● INPUT DATA

========================================================================

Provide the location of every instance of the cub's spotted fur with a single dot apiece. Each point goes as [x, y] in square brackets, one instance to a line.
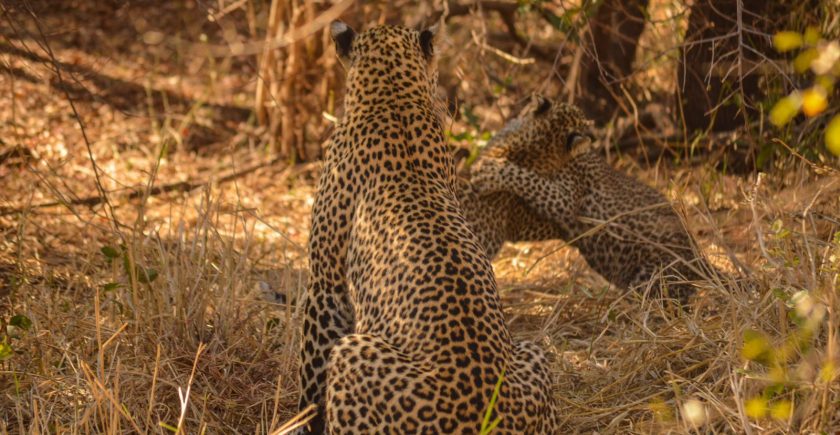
[539, 169]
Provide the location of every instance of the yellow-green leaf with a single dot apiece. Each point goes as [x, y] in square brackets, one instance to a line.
[756, 408]
[814, 101]
[826, 82]
[827, 372]
[756, 346]
[812, 35]
[781, 410]
[802, 62]
[787, 41]
[832, 136]
[785, 109]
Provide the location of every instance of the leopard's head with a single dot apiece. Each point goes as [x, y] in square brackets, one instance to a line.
[544, 137]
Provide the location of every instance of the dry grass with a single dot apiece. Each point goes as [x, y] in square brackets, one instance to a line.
[209, 345]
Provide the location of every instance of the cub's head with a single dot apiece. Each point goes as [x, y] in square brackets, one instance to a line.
[544, 137]
[387, 61]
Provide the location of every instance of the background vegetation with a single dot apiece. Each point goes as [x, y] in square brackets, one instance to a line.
[158, 161]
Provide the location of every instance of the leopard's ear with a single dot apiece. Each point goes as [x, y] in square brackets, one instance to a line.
[542, 105]
[343, 36]
[428, 40]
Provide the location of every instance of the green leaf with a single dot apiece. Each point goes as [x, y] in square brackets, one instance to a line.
[785, 109]
[787, 41]
[803, 60]
[832, 136]
[486, 425]
[812, 35]
[6, 351]
[168, 427]
[109, 252]
[21, 322]
[756, 408]
[146, 275]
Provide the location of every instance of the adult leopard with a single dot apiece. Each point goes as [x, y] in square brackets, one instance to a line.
[402, 330]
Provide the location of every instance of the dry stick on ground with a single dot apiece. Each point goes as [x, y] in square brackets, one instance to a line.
[180, 186]
[507, 13]
[102, 193]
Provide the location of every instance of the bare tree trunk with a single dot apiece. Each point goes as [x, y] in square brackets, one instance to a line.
[718, 81]
[616, 29]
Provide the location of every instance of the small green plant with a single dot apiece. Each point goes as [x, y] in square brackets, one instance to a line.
[486, 425]
[793, 365]
[13, 330]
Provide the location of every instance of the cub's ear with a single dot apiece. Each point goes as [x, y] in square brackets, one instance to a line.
[542, 105]
[343, 36]
[428, 39]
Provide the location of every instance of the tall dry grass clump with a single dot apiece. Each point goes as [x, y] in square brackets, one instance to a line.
[152, 331]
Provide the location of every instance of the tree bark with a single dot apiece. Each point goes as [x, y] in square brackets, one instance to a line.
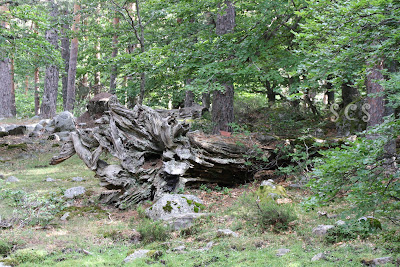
[157, 154]
[113, 76]
[49, 102]
[222, 109]
[65, 53]
[73, 61]
[36, 85]
[349, 94]
[6, 107]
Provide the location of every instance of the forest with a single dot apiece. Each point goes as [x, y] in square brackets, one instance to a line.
[273, 124]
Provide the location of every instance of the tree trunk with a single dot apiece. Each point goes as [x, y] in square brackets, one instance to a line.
[157, 154]
[113, 76]
[65, 53]
[36, 85]
[6, 109]
[222, 109]
[349, 94]
[49, 102]
[73, 61]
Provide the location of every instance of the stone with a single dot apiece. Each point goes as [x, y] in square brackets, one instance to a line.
[64, 122]
[319, 256]
[226, 232]
[65, 216]
[179, 249]
[282, 251]
[77, 179]
[141, 253]
[16, 129]
[74, 192]
[176, 209]
[12, 179]
[340, 222]
[322, 229]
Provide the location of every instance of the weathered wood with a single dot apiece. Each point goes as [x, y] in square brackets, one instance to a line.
[157, 154]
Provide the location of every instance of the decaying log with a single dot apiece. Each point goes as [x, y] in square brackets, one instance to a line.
[157, 154]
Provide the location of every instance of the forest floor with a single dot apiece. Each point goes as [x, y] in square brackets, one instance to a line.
[98, 235]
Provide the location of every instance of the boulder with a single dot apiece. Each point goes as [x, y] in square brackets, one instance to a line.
[322, 229]
[74, 192]
[226, 232]
[64, 122]
[177, 210]
[282, 251]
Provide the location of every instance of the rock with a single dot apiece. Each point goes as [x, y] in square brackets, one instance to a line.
[64, 122]
[207, 247]
[135, 236]
[74, 191]
[178, 210]
[340, 222]
[319, 256]
[65, 216]
[141, 253]
[77, 179]
[16, 129]
[179, 249]
[322, 229]
[12, 179]
[226, 232]
[282, 251]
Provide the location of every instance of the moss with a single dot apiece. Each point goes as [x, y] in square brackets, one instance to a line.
[10, 262]
[15, 146]
[29, 255]
[168, 207]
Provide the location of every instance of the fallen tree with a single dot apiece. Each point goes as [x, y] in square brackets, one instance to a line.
[157, 154]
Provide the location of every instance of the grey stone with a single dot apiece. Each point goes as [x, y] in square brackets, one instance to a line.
[74, 191]
[381, 261]
[12, 179]
[226, 232]
[65, 216]
[141, 253]
[16, 129]
[179, 248]
[207, 247]
[282, 251]
[269, 183]
[77, 179]
[322, 229]
[319, 256]
[340, 222]
[64, 122]
[176, 209]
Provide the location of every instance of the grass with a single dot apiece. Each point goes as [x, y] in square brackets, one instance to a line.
[100, 236]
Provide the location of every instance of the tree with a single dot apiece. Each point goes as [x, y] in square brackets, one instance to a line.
[49, 102]
[222, 109]
[73, 60]
[6, 95]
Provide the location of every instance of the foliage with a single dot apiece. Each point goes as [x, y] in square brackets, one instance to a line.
[358, 229]
[360, 171]
[152, 231]
[264, 214]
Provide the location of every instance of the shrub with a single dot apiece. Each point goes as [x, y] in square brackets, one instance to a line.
[359, 171]
[153, 231]
[265, 214]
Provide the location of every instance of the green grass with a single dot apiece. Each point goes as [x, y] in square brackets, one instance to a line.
[105, 232]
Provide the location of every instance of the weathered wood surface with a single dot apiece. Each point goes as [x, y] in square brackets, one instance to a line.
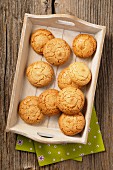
[11, 18]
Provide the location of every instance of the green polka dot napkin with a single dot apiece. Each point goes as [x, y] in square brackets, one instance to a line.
[51, 153]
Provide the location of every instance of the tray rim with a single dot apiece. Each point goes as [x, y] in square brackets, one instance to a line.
[61, 16]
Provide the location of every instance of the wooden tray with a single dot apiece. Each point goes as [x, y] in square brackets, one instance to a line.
[65, 27]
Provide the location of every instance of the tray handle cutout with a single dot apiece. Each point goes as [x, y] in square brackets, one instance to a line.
[65, 22]
[45, 135]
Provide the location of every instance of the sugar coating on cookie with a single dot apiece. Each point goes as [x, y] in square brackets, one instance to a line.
[39, 38]
[40, 74]
[64, 79]
[71, 124]
[80, 73]
[56, 51]
[84, 45]
[70, 100]
[47, 102]
[29, 110]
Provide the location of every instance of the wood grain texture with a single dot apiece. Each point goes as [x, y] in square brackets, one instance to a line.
[11, 19]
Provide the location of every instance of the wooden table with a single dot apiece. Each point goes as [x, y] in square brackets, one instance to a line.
[11, 19]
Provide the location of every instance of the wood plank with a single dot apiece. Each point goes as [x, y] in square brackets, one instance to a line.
[12, 14]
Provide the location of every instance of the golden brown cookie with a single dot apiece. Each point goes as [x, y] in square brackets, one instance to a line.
[71, 124]
[39, 38]
[80, 73]
[29, 110]
[64, 79]
[84, 45]
[40, 74]
[70, 100]
[56, 51]
[47, 102]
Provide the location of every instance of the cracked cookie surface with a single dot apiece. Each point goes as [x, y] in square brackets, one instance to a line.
[47, 102]
[39, 38]
[40, 74]
[56, 51]
[84, 45]
[80, 73]
[64, 79]
[71, 124]
[29, 110]
[70, 100]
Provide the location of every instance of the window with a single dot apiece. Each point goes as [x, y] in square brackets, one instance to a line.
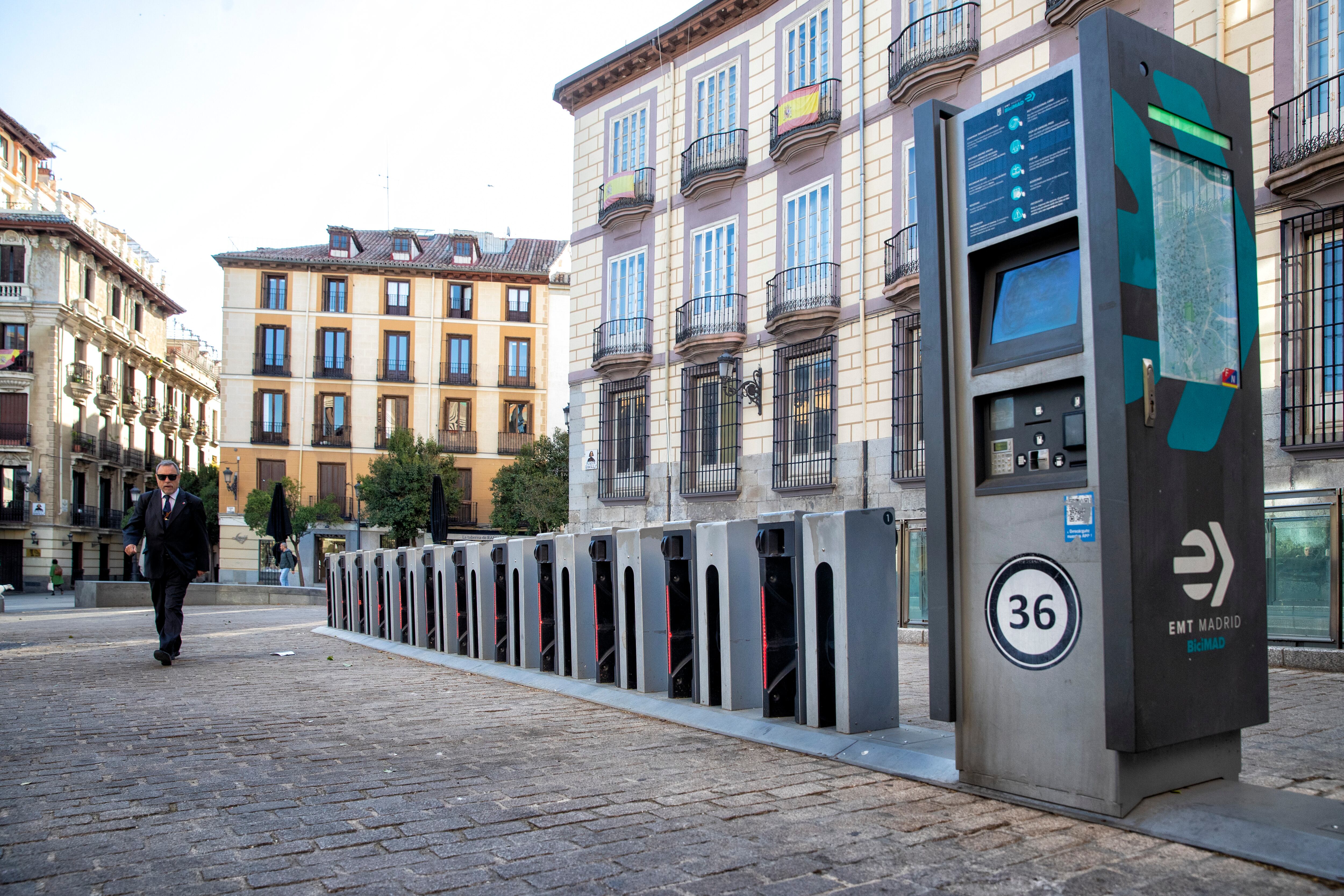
[519, 304]
[623, 441]
[397, 363]
[459, 366]
[518, 369]
[269, 473]
[459, 300]
[11, 264]
[457, 416]
[334, 296]
[630, 139]
[804, 421]
[273, 292]
[709, 433]
[908, 461]
[398, 296]
[717, 103]
[333, 358]
[808, 50]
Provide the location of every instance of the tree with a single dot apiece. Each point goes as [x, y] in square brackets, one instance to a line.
[396, 491]
[533, 494]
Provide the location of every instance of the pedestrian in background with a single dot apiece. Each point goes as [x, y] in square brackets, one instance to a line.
[287, 563]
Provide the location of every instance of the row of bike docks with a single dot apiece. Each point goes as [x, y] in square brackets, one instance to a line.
[791, 613]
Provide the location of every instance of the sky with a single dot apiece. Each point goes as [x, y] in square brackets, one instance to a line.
[208, 127]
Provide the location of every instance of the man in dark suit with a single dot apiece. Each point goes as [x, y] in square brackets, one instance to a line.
[177, 550]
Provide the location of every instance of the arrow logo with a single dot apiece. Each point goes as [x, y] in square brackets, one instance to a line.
[1205, 563]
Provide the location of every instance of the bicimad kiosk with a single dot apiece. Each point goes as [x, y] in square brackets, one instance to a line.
[1093, 424]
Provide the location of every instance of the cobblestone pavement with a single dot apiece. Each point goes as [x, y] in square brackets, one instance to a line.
[236, 770]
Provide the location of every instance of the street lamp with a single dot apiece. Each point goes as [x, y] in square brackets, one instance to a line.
[750, 390]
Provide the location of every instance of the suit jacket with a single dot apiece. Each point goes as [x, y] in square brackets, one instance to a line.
[182, 541]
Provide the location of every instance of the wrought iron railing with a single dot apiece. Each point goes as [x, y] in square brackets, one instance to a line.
[714, 155]
[271, 433]
[802, 288]
[902, 254]
[712, 315]
[935, 38]
[457, 441]
[623, 336]
[514, 442]
[331, 436]
[828, 113]
[1307, 124]
[271, 365]
[619, 194]
[456, 374]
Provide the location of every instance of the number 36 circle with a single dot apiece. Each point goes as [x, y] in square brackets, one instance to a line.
[1033, 612]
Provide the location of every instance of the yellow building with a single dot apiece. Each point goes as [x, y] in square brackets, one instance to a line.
[92, 389]
[331, 348]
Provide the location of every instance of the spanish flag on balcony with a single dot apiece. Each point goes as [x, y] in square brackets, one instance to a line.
[799, 108]
[619, 187]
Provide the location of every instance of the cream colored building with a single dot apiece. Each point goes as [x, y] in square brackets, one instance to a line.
[744, 183]
[92, 391]
[331, 348]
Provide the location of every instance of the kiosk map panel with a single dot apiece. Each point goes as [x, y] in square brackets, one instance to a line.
[1021, 162]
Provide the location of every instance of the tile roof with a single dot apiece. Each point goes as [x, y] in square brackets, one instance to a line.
[518, 256]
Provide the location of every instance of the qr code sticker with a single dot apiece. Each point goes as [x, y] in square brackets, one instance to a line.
[1078, 510]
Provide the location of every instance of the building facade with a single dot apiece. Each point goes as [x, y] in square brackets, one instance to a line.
[745, 185]
[92, 390]
[331, 348]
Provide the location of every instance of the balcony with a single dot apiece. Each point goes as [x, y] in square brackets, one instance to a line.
[628, 195]
[515, 377]
[710, 326]
[84, 516]
[269, 365]
[80, 382]
[901, 265]
[455, 374]
[803, 303]
[330, 436]
[331, 367]
[271, 433]
[84, 444]
[623, 348]
[806, 117]
[514, 442]
[457, 441]
[1307, 140]
[15, 511]
[109, 451]
[935, 50]
[150, 412]
[396, 370]
[714, 162]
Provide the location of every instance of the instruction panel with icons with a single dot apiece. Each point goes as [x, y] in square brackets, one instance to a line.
[1034, 438]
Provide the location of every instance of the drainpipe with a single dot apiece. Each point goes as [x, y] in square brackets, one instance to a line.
[863, 245]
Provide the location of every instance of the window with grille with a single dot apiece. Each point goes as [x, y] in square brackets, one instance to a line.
[273, 292]
[710, 433]
[906, 399]
[623, 438]
[1312, 308]
[804, 414]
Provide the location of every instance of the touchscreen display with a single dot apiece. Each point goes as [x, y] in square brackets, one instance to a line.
[1035, 299]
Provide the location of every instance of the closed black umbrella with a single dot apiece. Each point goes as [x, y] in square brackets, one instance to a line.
[437, 512]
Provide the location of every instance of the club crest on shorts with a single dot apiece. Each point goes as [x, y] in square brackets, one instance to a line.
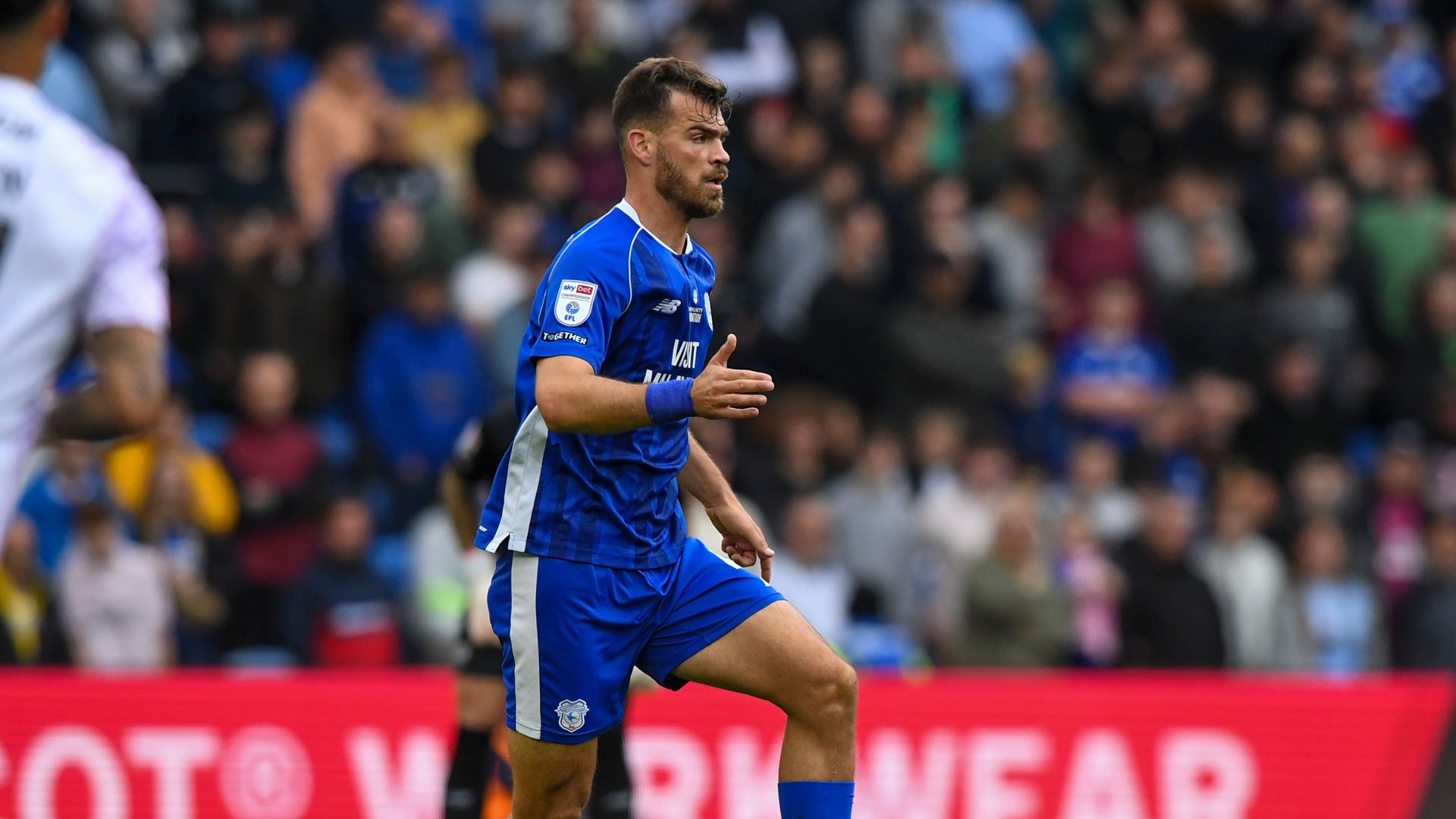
[573, 714]
[574, 302]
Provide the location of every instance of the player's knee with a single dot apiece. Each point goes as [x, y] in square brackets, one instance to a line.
[843, 692]
[565, 800]
[830, 694]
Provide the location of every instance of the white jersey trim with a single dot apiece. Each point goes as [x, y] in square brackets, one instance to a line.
[523, 477]
[629, 210]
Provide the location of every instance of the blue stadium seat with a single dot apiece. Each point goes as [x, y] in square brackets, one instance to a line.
[212, 430]
[391, 557]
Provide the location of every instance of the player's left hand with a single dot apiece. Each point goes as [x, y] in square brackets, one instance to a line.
[743, 539]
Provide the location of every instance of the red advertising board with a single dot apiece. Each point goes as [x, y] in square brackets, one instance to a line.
[1018, 746]
[1068, 746]
[201, 746]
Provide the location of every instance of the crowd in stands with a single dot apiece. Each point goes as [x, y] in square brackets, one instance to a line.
[1107, 333]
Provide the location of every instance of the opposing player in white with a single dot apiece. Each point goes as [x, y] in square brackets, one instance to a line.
[80, 261]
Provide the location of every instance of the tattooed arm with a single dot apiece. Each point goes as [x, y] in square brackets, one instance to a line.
[128, 391]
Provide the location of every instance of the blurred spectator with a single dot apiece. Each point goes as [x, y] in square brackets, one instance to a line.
[275, 64]
[1012, 237]
[30, 632]
[200, 570]
[1402, 232]
[246, 172]
[444, 123]
[391, 180]
[937, 447]
[588, 67]
[1244, 570]
[1117, 123]
[843, 344]
[67, 83]
[517, 131]
[1094, 488]
[1315, 308]
[1094, 586]
[1426, 621]
[403, 34]
[1015, 615]
[1168, 447]
[134, 60]
[717, 438]
[986, 38]
[1095, 246]
[871, 642]
[959, 519]
[1169, 617]
[281, 475]
[187, 127]
[343, 613]
[1324, 485]
[1296, 414]
[794, 461]
[270, 297]
[1172, 234]
[797, 249]
[601, 178]
[873, 523]
[1331, 620]
[938, 350]
[115, 599]
[71, 482]
[419, 382]
[1417, 368]
[1196, 322]
[810, 572]
[498, 278]
[130, 465]
[745, 47]
[334, 130]
[1110, 378]
[1397, 516]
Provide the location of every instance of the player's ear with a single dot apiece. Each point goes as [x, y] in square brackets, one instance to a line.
[641, 146]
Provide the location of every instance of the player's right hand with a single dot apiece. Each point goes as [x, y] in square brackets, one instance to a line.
[721, 392]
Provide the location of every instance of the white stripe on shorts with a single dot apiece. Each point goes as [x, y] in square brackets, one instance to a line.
[526, 668]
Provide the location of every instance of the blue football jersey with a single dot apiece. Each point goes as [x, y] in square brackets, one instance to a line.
[622, 300]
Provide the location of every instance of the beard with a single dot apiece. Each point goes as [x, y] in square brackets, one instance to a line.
[692, 199]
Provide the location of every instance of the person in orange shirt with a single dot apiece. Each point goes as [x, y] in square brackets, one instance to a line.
[130, 465]
[334, 131]
[443, 127]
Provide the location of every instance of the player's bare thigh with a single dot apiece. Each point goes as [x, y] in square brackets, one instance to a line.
[552, 780]
[775, 654]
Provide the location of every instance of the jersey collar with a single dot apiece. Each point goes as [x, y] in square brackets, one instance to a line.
[629, 210]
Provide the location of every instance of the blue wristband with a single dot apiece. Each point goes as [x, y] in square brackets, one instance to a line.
[670, 401]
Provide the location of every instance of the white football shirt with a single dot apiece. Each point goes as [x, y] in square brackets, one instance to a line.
[82, 249]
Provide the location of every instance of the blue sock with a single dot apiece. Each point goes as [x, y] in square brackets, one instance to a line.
[816, 800]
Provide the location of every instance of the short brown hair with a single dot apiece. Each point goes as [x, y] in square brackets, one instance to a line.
[644, 96]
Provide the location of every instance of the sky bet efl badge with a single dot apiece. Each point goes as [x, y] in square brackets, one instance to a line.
[574, 302]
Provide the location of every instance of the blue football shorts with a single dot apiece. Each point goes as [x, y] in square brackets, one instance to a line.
[573, 632]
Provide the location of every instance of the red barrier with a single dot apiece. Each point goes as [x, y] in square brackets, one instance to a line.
[1056, 746]
[207, 745]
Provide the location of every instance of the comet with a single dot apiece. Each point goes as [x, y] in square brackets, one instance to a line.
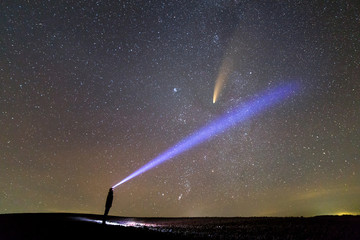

========================================================================

● EXERCISE GOAL
What is needed is a word-for-word repeat of every line from the line with "Provide the location of every instance of the red barrier" to the end of the entries above; leave out the pictures.

● ANSWER TO THIS TASK
Provide the location of every instance of the red barrier with a single dot apiece. Each point goes as [x, y] in square brackets, one instance to a line.
[1056, 746]
[207, 745]
Provide the location of every instance of the comet with a single dot apiece. Each point goes as [x, y] in square brackets, one instance to a line.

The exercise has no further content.